Task directions:
Once the line containing "of tree foliage." is found, copy it and each subsequent line exactly. Stop at the end of the records below.

^^^^^^^^

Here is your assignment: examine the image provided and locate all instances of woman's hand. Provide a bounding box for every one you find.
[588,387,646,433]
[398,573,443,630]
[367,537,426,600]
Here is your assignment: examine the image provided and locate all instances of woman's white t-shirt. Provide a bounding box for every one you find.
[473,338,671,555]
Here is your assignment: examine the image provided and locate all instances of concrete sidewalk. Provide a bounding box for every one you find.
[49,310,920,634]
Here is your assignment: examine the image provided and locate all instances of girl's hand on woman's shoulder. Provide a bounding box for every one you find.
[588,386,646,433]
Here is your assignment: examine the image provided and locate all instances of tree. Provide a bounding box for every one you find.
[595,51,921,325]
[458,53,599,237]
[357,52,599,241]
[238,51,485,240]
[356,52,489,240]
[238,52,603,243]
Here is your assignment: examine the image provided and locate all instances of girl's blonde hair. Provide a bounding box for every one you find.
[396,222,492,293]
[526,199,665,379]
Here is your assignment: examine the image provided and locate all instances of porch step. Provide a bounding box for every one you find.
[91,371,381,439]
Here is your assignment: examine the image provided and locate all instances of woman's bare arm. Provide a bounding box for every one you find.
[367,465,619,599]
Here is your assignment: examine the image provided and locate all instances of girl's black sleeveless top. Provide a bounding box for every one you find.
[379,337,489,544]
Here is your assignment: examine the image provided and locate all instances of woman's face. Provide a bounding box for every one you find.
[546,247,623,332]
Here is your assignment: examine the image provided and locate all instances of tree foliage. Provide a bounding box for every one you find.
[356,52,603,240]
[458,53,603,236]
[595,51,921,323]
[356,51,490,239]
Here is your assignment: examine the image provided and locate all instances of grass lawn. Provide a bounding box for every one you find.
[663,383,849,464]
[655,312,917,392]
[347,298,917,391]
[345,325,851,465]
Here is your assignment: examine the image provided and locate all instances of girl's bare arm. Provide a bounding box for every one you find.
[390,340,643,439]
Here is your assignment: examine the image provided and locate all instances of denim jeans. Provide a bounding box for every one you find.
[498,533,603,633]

^^^^^^^^

Reply to the exercise:
Here is your assignment: examine the image provided and locate all instances of tree foliage. Provide a bounding box for every one you find.
[356,52,603,240]
[458,53,603,236]
[595,51,921,323]
[356,51,490,239]
Here is your assignment: examine the image provided and locate all instances of grass lawn. Provide a bounding box for every one you find.
[663,383,849,464]
[655,312,917,392]
[347,298,917,391]
[345,325,851,465]
Here is your assignment: examine the image provided and locate all instances of girl's bare arm. Provide a bounding box for every one you find.
[390,340,643,439]
Here is your assignment: examine the image provided and locate all instances of denim jeans. Provide a bounding box for every one you find.
[498,533,603,633]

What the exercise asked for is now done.